◆ PAGE:
## START
Dick Tracy's G-Men (1939) is a 15-Chapter Republic movie serial based on the Dick Tracy comic strip by Chester Gould.  It was directed by William Witney and John English.

This serial was the fifteenth of the sixty-six produced by Republic and the third Dick Tracy serial (there would be one more, Dick Tracy vs. Crime, Inc., in 1941).  As with all four Dick Tracy serials, Ralph Byrd plays the lead.  This time he faces Irving Pichel as the spy with a vendetta, Zarnoff.  Future Academy Award winner Jennifer Jones co-stars as Gwen Andrews.

"G-Man" is a contemporary slang term for an agent of the FBI.  In the comic strip, Dick Tracy is actually a detective in the police force of an unnamed Midwestern city resembling Chicago.  This was changed for the serial.
## END
◆ PROVIDED RECORDS:
## START
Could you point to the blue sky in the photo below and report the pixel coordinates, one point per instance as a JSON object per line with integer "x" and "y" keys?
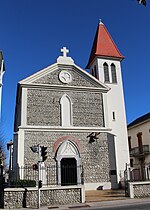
{"x": 33, "y": 31}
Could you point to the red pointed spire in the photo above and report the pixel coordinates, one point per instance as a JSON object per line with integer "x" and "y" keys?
{"x": 103, "y": 45}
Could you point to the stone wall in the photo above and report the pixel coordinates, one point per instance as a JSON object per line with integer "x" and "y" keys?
{"x": 78, "y": 79}
{"x": 139, "y": 189}
{"x": 43, "y": 108}
{"x": 20, "y": 197}
{"x": 94, "y": 156}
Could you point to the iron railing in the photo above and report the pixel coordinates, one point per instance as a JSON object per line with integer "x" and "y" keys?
{"x": 137, "y": 173}
{"x": 50, "y": 175}
{"x": 136, "y": 151}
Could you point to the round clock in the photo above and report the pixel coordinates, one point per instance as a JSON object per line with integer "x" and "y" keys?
{"x": 65, "y": 76}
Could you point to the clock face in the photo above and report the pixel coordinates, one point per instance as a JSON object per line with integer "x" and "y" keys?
{"x": 65, "y": 76}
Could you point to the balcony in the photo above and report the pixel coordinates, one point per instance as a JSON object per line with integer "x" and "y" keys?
{"x": 137, "y": 152}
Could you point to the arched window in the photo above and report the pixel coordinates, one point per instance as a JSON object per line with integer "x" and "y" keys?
{"x": 106, "y": 72}
{"x": 66, "y": 111}
{"x": 113, "y": 73}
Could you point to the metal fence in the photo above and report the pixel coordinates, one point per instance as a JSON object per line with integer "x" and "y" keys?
{"x": 50, "y": 175}
{"x": 137, "y": 173}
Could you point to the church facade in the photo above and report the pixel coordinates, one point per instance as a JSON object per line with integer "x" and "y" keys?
{"x": 77, "y": 117}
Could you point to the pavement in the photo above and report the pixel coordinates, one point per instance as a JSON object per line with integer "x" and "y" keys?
{"x": 99, "y": 199}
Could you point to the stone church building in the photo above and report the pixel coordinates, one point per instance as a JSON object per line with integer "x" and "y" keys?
{"x": 79, "y": 117}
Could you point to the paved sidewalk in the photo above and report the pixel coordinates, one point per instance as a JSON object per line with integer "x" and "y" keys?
{"x": 98, "y": 199}
{"x": 95, "y": 205}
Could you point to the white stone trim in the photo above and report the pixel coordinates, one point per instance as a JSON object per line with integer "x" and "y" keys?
{"x": 20, "y": 149}
{"x": 95, "y": 186}
{"x": 63, "y": 88}
{"x": 24, "y": 107}
{"x": 74, "y": 154}
{"x": 64, "y": 115}
{"x": 64, "y": 129}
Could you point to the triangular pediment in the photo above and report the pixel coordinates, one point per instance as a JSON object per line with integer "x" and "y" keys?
{"x": 62, "y": 75}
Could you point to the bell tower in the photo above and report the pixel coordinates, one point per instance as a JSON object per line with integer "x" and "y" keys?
{"x": 105, "y": 64}
{"x": 2, "y": 70}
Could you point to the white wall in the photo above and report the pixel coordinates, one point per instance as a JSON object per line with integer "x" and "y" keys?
{"x": 114, "y": 102}
{"x": 145, "y": 129}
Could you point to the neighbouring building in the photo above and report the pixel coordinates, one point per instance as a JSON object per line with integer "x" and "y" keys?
{"x": 139, "y": 146}
{"x": 2, "y": 70}
{"x": 79, "y": 117}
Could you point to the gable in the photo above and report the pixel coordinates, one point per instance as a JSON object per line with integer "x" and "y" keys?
{"x": 52, "y": 76}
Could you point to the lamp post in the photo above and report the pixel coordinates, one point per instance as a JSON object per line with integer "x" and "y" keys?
{"x": 37, "y": 149}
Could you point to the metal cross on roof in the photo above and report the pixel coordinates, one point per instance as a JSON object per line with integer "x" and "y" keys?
{"x": 64, "y": 50}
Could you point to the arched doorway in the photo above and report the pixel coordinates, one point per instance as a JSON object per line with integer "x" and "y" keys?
{"x": 68, "y": 164}
{"x": 68, "y": 171}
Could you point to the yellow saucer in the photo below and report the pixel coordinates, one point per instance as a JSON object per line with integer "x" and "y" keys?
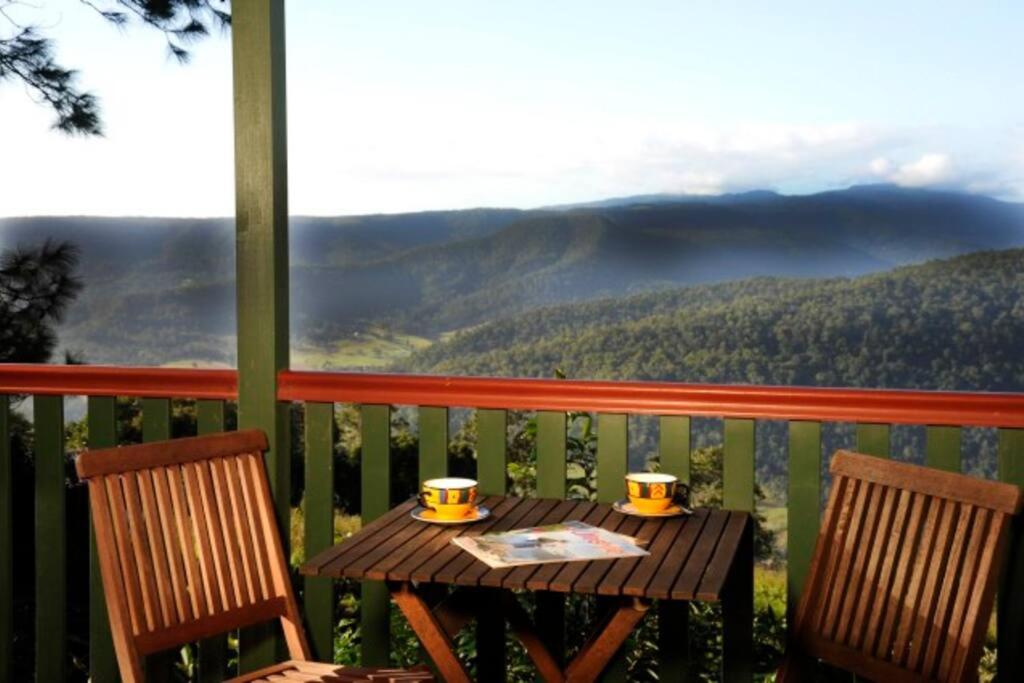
{"x": 674, "y": 510}
{"x": 429, "y": 516}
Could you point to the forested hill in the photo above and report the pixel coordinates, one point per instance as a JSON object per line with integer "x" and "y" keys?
{"x": 955, "y": 324}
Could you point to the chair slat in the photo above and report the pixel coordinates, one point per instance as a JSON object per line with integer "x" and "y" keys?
{"x": 950, "y": 585}
{"x": 158, "y": 547}
{"x": 935, "y": 566}
{"x": 862, "y": 549}
{"x": 871, "y": 591}
{"x": 142, "y": 553}
{"x": 208, "y": 567}
{"x": 244, "y": 536}
{"x": 175, "y": 554}
{"x": 249, "y": 502}
{"x": 843, "y": 541}
{"x": 126, "y": 557}
{"x": 911, "y": 597}
{"x": 199, "y": 589}
{"x": 189, "y": 549}
{"x": 979, "y": 527}
{"x": 229, "y": 527}
{"x": 903, "y": 569}
{"x": 983, "y": 595}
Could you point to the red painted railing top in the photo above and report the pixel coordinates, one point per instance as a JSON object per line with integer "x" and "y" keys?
{"x": 768, "y": 402}
{"x": 870, "y": 406}
{"x": 118, "y": 381}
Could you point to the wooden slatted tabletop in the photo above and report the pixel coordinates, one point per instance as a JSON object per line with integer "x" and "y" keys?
{"x": 690, "y": 557}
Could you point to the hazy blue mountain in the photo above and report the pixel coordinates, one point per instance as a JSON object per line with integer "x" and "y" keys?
{"x": 162, "y": 290}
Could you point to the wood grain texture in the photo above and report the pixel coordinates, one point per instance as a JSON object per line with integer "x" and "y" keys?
{"x": 6, "y": 550}
{"x": 689, "y": 557}
{"x": 51, "y": 540}
{"x": 903, "y": 574}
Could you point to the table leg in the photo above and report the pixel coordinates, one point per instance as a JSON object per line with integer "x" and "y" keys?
{"x": 596, "y": 654}
{"x": 489, "y": 636}
{"x": 431, "y": 633}
{"x": 737, "y": 614}
{"x": 548, "y": 667}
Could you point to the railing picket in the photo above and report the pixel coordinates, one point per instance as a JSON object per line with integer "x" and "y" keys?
{"x": 157, "y": 427}
{"x": 102, "y": 663}
{"x": 6, "y": 547}
{"x": 873, "y": 439}
{"x": 942, "y": 447}
{"x": 433, "y": 442}
{"x": 804, "y": 506}
{"x": 550, "y": 615}
{"x": 1010, "y": 608}
{"x": 612, "y": 456}
{"x": 673, "y": 615}
{"x": 737, "y": 494}
{"x": 674, "y": 445}
{"x": 318, "y": 593}
{"x": 376, "y": 494}
{"x": 492, "y": 473}
{"x": 210, "y": 419}
{"x": 492, "y": 452}
{"x": 737, "y": 465}
{"x": 612, "y": 463}
{"x": 51, "y": 551}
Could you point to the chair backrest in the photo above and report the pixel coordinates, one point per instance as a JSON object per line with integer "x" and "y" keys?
{"x": 187, "y": 542}
{"x": 903, "y": 575}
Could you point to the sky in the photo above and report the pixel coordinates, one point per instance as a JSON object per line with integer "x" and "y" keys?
{"x": 404, "y": 105}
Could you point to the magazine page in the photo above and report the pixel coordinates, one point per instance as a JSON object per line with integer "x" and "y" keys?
{"x": 567, "y": 542}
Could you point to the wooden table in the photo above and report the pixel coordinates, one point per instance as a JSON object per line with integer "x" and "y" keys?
{"x": 707, "y": 556}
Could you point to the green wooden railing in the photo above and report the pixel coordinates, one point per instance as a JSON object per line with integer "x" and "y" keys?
{"x": 943, "y": 415}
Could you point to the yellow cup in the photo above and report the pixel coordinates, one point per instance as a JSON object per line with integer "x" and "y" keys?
{"x": 651, "y": 492}
{"x": 450, "y": 498}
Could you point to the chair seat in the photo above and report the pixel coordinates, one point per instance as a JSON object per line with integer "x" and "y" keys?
{"x": 313, "y": 672}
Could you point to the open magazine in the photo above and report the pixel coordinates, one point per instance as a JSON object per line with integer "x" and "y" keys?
{"x": 567, "y": 542}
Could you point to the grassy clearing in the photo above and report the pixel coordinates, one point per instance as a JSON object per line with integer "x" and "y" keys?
{"x": 371, "y": 348}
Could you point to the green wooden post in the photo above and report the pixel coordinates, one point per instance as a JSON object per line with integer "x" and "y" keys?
{"x": 551, "y": 470}
{"x": 674, "y": 445}
{"x": 612, "y": 457}
{"x": 737, "y": 605}
{"x": 804, "y": 509}
{"x": 157, "y": 427}
{"x": 318, "y": 594}
{"x": 492, "y": 472}
{"x": 6, "y": 547}
{"x": 1010, "y": 609}
{"x": 51, "y": 536}
{"x": 433, "y": 442}
{"x": 156, "y": 420}
{"x": 737, "y": 465}
{"x": 376, "y": 495}
{"x": 674, "y": 616}
{"x": 261, "y": 231}
{"x": 942, "y": 447}
{"x": 102, "y": 663}
{"x": 873, "y": 439}
{"x": 612, "y": 463}
{"x": 492, "y": 452}
{"x": 213, "y": 650}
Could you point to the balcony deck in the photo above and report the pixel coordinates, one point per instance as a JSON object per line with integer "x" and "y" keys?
{"x": 943, "y": 415}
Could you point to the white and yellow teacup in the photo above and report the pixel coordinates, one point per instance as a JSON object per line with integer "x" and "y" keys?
{"x": 651, "y": 492}
{"x": 450, "y": 498}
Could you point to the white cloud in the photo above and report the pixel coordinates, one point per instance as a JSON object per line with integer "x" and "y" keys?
{"x": 930, "y": 169}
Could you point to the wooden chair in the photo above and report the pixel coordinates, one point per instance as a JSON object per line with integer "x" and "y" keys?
{"x": 188, "y": 548}
{"x": 903, "y": 575}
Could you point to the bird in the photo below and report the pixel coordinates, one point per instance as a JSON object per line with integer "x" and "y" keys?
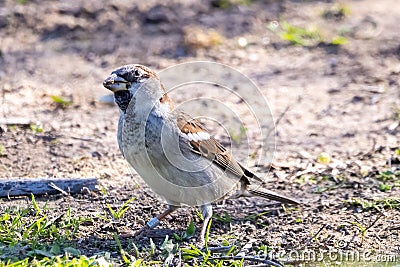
{"x": 175, "y": 154}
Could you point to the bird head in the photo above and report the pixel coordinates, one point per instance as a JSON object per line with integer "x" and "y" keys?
{"x": 128, "y": 80}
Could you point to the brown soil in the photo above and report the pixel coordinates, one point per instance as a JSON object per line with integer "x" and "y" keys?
{"x": 344, "y": 100}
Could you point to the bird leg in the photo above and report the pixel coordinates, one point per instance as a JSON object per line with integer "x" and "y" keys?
{"x": 156, "y": 220}
{"x": 206, "y": 210}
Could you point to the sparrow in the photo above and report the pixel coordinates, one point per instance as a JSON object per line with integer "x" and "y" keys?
{"x": 174, "y": 153}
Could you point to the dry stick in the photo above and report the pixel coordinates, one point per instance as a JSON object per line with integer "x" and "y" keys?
{"x": 41, "y": 186}
{"x": 279, "y": 119}
{"x": 51, "y": 184}
{"x": 281, "y": 116}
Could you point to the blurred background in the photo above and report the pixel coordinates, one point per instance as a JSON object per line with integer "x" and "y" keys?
{"x": 329, "y": 70}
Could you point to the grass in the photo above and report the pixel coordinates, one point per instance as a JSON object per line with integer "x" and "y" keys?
{"x": 304, "y": 36}
{"x": 32, "y": 232}
{"x": 61, "y": 101}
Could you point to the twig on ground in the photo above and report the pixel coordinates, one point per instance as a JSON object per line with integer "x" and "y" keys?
{"x": 51, "y": 184}
{"x": 316, "y": 234}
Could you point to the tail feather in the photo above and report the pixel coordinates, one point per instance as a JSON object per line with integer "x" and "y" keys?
{"x": 273, "y": 196}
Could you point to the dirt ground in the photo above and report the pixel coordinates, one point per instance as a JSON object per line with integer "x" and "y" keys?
{"x": 343, "y": 100}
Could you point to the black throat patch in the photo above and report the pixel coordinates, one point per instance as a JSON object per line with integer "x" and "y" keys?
{"x": 122, "y": 98}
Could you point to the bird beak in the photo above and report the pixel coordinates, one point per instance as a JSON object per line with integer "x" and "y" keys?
{"x": 115, "y": 83}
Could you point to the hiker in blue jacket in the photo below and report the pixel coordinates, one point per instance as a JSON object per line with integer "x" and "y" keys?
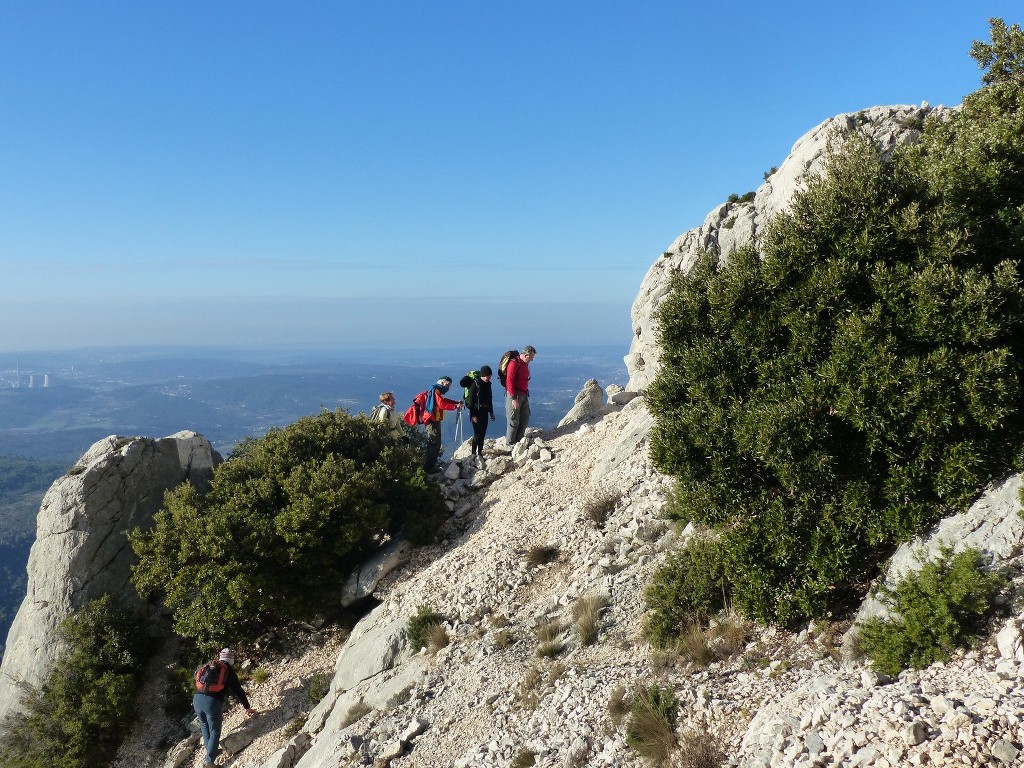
{"x": 213, "y": 682}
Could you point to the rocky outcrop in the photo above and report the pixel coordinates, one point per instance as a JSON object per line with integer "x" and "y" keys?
{"x": 733, "y": 225}
{"x": 588, "y": 403}
{"x": 81, "y": 550}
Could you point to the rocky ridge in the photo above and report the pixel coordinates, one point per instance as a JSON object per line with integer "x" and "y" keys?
{"x": 81, "y": 550}
{"x": 488, "y": 696}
## END
◆ STATED PROBLEM 1:
In the page on the Dick Tracy serial, translate "As with all four Dick Tracy serials, Ralph Byrd plays the lead." into Spanish.
◆ STATED PROBLEM 2:
Based on the page about the Dick Tracy serial, explain what "G-Men" in the title refers to and how this differs from the comic strip, in one to three sentences.
◆ STATED PROBLEM 3:
Continue the page on the Dick Tracy serial from where it stops.

◆ EXPECTED OUTPUT 1:
Como en los cuatro seriales de Dick Tracy, Ralph Byrd interpreta el papel principal.

◆ EXPECTED OUTPUT 2:
"G-Man" is a contemporary slang term for an FBI agent. In the comic strip, Dick Tracy is a detective in the police force of an unnamed Midwestern city resembling Chicago, and this was changed for the serial.

◆ EXPECTED OUTPUT 3:
Plot
International spy, Zarnoff, in the employ of "The Three Powers" (presumably a fictionalized reference to the Axis) is captured by Dick Tracy at the start of the serial, tried and sentenced to death.  However, through the use of a rare drug embedded by his agents in the evening newspaper, he escapes from the gas chamber.  His men pick up his "corpse" by ambushing the hearse and administering another counter-drug.  He continues his espionage plans, while taking the opportunity of revenge on Tracy.

Cast
 Ralph Byrd as Dick Tracy
 Irving Pichel as Nicolas Zarnoff
 Ted Pearson as Steve Lockwood
 Phyllis Isley as Gwen Andrews.  Phyllis Isley went on to win an Academy Award for best actress four years later in 1943 for The Song of Bernadette, under the screen name Jennifer Jones.
 Walter Miller as Robal, one of Zarnoff's henchmen. This was Walter Miller's last serial, he died shortly afterwards.
 George Douglas as Sandoval, one of Zarnoff's henchmen

Production
Dick Tracy's G-Men was budgeted at $159,876 although the final negative cost was $163,530 (a $3,654, or 2.3%, overspend).  Although the previous serial, Daredevils of the Red Circle, came in under budget that was an exception to the rule.  Most Republic serials were slightly overbudget and this one was not significantly so in comparison.

It was filmed between 17 June and 27 July 1939 under the working title Dick Tracy and his G-Men.  The serial's production number was 896.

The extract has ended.